Chine, USA : les peuples doivent rester maîtres de leurs richesses monétaires
Pour équilibrer de leur point de vue le fonctionnement du capitalisme, les dirigeants de ce système disent vouloir le moraliser et en encadrer les activités. Mais en plus de ces voeux pieux, ils espèrent, sans le proclamer, pousser la Chine à mettre l'épargne de ses ménages à la disposition des marchés capitalistes.
Cette deuxième orientation, qui correspondrait à un enracinement toujours plus profond du capitalisme dans le monde, n'a pas été couronnée de succès puisque l'on a vu le grand chef blanc se fâcher en février contre l'ami éternel de novembre. Lorsque les gouvernants de la Chine ne vont pas dans le sens souhaité par les puissants de l'autre bord, on prétend jouer avec eux au dalaï-lama. Cette stratégie politique, simple à déchiffrer, s'accompagne toutefois d'une argumentation économique contradictoire que l'on examine succinctement.
Le premier pôle de rééquilibrage concernerait le taux de change dollar-RMB. La monnaie chinoise serait sous-évaluée. En réévaluant le yuan (tout en « libérant » le crédit et les marchés, cela va de soi), les exportations chinoises deviendraient plus chères. Ainsi l'économie américaine pourrait-elle mieux faire face à la concurrence chinoise, exporter davantage, réduire son déficit commercial. Au terme de ce processus, la valeur d'échange du dollar tendrait à se stabiliser au lieu de se déprécier comme aujourd'hui. Bien des critiques ont été énoncées pour contrer ce raisonnement hypothétique. Nous en retenons deux.
Tout d'abord, cette façon de rééquilibrer les affaires du monde ferait supporter uniquement à la Chine le poids des ajustements nécessaires. Que ce pays réévalue fortement sa monnaie ne va pas stabiliser pour autant la politique monétaire impériale des États-Unis. L' ajustement du yuan contre le dollar devrait donc être permanent. Ensuite, le tissu industriel américain a été ravagé par la mondialisation capitaliste, comme tend à l'être son homologue européen. La capacité exportatrice des États-Unis mais aussi et peut-être surtout la construction d'un nouveau tissu productif ne seront pas atteints sans la mise en oeuvre d'une politique volontariste de longue haleine. Ce que suggèrent les capitalistes américains est de rééquilibrer l'économie par les prix (la valeur du yuan) alors que l'exigence, aux États-Unis mêmes, est celle d'une politique économique de moyen et long terme guidée par les besoins populaires.

■ **Problèmes à résoudre**
1. Pouvez-vous citer mot pour mot le passage du texte sur la Chine et les États-Unis qui va de "Cette deuxième orientation, qui" jusqu'à "l'on examine succinctement."?
2. Dans le texte sur la Chine et les États-Unis, quelle monnaie est présentée comme sous-évaluée ?
3. Pouvez-vous poursuivre le texte sur la Chine et les États-Unis à partir de sa dernière phrase ?

■ **Données brutes**
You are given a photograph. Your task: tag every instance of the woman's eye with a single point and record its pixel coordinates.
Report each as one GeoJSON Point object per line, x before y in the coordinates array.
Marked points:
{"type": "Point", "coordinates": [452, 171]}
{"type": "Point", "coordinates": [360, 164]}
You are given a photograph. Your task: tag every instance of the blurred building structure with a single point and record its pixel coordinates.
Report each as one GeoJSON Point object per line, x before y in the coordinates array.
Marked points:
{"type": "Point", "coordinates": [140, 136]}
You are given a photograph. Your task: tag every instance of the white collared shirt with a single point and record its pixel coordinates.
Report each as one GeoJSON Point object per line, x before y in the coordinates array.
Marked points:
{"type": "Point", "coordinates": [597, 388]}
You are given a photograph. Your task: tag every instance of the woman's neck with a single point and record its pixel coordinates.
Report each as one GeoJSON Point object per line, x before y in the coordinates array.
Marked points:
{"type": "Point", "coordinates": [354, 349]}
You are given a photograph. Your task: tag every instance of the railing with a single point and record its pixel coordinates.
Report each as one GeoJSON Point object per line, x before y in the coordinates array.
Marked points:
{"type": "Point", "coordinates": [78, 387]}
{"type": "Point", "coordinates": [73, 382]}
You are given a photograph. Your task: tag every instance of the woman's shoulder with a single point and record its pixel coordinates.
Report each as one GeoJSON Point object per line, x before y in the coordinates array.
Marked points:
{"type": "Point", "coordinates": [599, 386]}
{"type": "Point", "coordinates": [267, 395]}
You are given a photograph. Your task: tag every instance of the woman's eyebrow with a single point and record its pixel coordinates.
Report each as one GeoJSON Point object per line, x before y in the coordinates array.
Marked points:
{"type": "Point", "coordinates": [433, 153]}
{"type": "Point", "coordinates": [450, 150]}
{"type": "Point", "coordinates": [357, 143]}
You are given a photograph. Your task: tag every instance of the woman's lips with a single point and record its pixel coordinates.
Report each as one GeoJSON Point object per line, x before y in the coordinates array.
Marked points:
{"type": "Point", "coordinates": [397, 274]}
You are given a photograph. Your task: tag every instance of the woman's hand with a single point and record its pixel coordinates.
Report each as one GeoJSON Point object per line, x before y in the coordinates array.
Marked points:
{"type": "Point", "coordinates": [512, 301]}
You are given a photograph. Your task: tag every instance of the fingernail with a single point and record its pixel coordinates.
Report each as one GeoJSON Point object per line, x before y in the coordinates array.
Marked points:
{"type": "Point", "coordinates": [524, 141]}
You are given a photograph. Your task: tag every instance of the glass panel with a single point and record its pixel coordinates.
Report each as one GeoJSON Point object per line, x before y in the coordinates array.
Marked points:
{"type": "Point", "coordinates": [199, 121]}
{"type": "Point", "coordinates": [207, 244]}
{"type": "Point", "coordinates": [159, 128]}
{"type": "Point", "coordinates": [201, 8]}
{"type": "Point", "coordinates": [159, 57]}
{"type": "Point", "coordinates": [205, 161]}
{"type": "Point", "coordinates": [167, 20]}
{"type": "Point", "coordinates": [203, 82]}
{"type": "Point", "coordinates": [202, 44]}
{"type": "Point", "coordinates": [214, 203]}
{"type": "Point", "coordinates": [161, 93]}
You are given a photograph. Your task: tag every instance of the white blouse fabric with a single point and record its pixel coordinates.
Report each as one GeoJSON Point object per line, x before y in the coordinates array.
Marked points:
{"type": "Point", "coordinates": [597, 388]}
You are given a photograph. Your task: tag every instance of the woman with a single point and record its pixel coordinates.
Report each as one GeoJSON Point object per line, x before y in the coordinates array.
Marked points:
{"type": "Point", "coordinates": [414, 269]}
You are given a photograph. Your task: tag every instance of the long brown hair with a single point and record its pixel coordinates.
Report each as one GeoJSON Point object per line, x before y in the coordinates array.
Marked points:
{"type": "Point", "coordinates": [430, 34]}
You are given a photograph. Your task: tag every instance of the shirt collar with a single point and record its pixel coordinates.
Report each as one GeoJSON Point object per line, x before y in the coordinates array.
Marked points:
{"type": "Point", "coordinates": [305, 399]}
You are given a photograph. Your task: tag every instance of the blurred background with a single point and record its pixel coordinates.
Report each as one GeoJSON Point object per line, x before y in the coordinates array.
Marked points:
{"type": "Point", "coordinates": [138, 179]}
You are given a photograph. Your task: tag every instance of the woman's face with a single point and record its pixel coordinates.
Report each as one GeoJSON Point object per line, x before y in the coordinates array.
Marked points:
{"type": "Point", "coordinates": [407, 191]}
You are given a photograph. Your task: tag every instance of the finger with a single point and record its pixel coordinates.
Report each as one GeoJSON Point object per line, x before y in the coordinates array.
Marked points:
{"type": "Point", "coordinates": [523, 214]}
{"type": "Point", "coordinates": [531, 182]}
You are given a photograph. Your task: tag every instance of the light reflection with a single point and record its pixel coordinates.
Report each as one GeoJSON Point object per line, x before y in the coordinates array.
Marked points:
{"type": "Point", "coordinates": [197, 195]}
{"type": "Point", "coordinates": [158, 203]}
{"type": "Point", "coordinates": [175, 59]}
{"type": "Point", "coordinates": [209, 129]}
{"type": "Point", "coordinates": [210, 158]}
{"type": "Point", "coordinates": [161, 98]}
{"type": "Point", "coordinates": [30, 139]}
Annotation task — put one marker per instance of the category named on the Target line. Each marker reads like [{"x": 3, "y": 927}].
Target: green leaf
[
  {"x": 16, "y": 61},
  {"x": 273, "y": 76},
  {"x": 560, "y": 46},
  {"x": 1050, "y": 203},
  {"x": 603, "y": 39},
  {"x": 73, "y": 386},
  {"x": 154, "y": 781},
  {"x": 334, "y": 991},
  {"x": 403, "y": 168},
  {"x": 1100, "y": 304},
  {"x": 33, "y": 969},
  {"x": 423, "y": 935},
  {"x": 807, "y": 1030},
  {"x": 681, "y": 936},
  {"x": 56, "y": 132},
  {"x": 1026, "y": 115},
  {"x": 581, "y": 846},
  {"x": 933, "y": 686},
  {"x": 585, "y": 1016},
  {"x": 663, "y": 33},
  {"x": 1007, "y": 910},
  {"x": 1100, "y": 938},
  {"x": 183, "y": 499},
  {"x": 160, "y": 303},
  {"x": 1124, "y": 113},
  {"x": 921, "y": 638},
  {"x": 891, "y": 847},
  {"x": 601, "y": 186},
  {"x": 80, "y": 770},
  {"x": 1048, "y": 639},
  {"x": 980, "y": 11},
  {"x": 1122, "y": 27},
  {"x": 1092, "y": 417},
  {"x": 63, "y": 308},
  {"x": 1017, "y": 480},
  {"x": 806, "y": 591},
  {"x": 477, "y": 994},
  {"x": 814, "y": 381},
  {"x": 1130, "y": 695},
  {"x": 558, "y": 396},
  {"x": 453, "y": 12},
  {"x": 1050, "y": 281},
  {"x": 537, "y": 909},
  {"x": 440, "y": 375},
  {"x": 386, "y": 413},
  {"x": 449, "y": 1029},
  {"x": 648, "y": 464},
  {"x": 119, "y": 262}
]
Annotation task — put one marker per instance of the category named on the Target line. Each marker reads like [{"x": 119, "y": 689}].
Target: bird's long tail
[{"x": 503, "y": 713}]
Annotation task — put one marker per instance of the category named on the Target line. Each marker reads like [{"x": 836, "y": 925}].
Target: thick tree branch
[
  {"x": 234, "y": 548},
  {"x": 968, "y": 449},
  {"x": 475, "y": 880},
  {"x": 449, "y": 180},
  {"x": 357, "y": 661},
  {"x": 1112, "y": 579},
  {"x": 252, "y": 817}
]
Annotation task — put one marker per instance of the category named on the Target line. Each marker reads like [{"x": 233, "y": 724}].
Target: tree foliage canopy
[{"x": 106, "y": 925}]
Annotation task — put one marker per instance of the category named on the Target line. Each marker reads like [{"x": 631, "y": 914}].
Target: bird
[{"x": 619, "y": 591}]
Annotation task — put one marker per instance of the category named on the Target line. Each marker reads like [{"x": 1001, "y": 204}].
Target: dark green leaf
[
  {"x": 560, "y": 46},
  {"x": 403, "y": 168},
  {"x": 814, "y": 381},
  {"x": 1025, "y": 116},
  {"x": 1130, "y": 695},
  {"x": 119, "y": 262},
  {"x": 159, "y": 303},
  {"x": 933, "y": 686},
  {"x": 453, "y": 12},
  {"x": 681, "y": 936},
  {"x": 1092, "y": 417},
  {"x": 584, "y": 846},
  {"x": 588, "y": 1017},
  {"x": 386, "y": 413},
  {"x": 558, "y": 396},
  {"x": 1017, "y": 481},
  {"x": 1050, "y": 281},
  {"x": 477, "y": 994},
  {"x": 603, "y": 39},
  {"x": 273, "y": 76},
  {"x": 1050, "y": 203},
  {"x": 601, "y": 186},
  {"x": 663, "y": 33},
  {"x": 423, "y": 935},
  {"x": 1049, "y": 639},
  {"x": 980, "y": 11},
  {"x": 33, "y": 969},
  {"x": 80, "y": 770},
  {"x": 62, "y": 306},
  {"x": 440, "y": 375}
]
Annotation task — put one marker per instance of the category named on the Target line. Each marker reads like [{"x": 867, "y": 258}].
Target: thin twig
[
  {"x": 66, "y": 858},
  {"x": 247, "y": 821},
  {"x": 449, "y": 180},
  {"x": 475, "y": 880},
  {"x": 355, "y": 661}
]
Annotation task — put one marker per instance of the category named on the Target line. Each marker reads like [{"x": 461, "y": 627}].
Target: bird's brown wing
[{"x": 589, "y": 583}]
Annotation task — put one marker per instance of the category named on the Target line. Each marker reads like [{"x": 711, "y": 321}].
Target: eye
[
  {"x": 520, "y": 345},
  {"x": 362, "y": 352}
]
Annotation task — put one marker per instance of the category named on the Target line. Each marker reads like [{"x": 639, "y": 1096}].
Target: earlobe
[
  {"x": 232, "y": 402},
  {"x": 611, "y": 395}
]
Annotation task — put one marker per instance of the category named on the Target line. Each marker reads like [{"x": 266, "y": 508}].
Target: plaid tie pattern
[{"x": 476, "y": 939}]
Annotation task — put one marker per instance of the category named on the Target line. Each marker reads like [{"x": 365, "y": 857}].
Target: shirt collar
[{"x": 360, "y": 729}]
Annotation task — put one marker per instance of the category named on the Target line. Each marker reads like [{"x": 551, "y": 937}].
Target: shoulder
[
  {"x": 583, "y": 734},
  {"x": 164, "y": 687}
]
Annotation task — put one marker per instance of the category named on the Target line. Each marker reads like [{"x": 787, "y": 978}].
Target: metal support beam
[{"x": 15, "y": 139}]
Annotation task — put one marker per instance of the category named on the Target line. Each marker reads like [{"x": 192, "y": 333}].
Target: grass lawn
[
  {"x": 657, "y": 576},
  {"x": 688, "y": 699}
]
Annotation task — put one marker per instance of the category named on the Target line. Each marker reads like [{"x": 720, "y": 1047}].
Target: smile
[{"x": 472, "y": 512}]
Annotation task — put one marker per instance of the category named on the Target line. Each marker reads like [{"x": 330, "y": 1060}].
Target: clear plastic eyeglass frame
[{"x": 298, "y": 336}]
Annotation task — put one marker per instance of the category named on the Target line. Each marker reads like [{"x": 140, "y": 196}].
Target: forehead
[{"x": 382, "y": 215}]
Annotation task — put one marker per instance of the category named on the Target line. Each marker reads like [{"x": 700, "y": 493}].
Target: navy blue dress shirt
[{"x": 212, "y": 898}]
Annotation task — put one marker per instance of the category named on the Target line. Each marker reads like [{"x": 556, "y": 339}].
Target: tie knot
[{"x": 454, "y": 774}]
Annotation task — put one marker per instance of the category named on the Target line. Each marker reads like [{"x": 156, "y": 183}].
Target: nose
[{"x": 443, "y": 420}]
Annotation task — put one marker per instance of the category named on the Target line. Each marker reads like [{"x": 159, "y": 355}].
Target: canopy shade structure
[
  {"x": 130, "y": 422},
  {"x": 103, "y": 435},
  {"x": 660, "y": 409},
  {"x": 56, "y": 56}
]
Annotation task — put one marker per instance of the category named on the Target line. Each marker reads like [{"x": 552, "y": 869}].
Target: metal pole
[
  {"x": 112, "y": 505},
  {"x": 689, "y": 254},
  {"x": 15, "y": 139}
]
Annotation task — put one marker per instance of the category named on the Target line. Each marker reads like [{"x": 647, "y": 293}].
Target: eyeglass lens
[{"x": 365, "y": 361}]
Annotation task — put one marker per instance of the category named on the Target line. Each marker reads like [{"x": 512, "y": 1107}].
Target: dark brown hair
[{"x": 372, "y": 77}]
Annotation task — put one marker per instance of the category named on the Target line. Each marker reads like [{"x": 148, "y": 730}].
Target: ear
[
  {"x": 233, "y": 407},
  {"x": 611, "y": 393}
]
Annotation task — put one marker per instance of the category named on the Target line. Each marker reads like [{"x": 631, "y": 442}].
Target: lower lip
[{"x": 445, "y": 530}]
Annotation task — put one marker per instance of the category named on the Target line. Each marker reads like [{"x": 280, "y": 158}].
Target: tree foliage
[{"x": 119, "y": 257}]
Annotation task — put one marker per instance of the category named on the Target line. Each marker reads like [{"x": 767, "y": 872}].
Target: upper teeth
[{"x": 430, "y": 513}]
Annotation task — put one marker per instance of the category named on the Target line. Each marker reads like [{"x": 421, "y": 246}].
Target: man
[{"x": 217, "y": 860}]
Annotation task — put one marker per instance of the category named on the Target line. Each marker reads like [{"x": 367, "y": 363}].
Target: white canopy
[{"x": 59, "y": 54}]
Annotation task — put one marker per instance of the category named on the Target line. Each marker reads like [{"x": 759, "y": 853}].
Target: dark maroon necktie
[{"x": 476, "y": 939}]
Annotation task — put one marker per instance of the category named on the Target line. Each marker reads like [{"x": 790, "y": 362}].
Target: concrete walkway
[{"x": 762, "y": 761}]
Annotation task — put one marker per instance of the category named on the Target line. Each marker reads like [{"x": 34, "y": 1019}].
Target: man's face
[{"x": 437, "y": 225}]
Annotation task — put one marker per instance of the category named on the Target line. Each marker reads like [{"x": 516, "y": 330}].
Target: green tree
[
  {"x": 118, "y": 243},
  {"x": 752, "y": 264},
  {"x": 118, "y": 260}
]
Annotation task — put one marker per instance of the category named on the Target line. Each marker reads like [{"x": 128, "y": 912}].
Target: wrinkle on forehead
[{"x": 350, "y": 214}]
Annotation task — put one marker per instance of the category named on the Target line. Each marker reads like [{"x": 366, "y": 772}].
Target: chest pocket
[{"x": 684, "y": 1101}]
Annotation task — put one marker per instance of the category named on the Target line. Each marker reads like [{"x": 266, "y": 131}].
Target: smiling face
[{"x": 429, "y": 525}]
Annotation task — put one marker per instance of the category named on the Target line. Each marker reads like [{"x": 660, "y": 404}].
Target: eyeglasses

■ **Réponses successives**
1.
Cette deuxième orientation, qui correspondrait à un enracinement toujours plus profond du capitalisme dans le monde, n'a pas été couronnée de succès puisque l'on a vu le grand chef blanc se fâcher en février contre l'ami éternel de novembre. Lorsque les gouvernants de la Chine ne vont pas dans le sens souhaité par les puissants de l'autre bord, on prétend jouer avec eux au dalaï-lama. Cette stratégie politique, simple à déchiffrer, s'accompagne toutefois d'une argumentation économique contradictoire que l'on examine succinctement.

2. La monnaie chinoise, le yuan (RMB).

3.
La deuxième proposition de rééquilibrage, de nature inverse et adverse, est celle de la monnaie commune mondiale. On réglerait les problèmes actuels engendrés par la gestion américaine du dollar en instituant, au plan bancaire, une sorte de parlement mondial et démocratique. En ce qui concerne la partie chinoise, on doit éviter les fausses idées sur cette proposition, qu'elle a pourtant avancée. Les Chinois sont pratiques et peu portés sur le batifolage théorique. Lors d'une réunion mondiale censée résoudre durablement la crise, ils sont venus avec une question et non une solution. La valeur de leur stock de dollars tendant à diminuer constamment, pourquoi accepteraient-ils d'être dépouillés en permanence des fruits de leur travail ? Mais en ce qui concerne la pensée communiste française, l'illusion est au contraire totale. Tout se passe comme si, venant à une conférence mondiale traitant de la paix, ses adeptes proclamaient que nous sommes tous frères. En supposant, en effet, que les institutions de la monnaie commune mondiale soient démocratiquement mises sur pied (ce qui est aujourd'hui irréaliste) pour des finalités démocratiques, il leur faudrait établir un système de contraintes et disposer du pouvoir d'imposer aux États et aux peuples (aux États-Unis dans l'immédiat) une réelle discipline sous peine d'inflation généralisée. Paradoxalement, il lui faudrait prendre en charge une grande partie de la dette américaine et l'échanger contre des DTS, qui iraient alors dans les trésors des États ayant aujourd'hui trop de dollars. Mais en même temps il faudrait briser la mondialisation capitaliste et sa structure marchande financière, puisque les problèmes actuels du dollar en proviennent. Cette proposition est technocratique. Elle définit une fin sans indiquer les moyens d'y parvenir. Elle serait donc fragile.
C'est pourquoi nous suggérons de réfléchir autrement, la difficulté majeure consiste à briser la mondialisation capitaliste. Cela se fera ou ne se fera pas, mais c'est la condition nécessaire de tout changement en profondeur du système actuel. Les peuples doivent rester maîtres de leurs richesses monétaires (car c'est l'image de leur travail) et de leurs richesses réelles (car c'est le fruit de leur travail). Il faut donc admettre que le monde doive être segmenté sous l'angle de la circulation des capitaux, contrairement au grand capital, qui veut le globaliser. Chaque zone aménagerait alors l'usage de sa monnaie conformément à son niveau technique et culturel de développement, et aux exigences zonales en matière de besoins et de révolution scientifique. Le problème à résoudre pour les peuples ne serait donc pas, selon nous, de réévaluer le yuan (c'est dérisoire). Ce ne serait pas non plus de créer une monnaie commune mondiale (romantisme technocratique) mais de penser et de mettre en pratique la gestion mondiale des monnaies zonales. Les obstacles à surmonter pour y parvenir sont immenses. Mais de toute façon la révolution ne consiste pas à substituer la main invisible de la lutte des classes à la main invisible du marché. Elle consiste à éclairer et à réaliser à la vitesse des peuples le cheminement vers d'autres fins que le capitalisme.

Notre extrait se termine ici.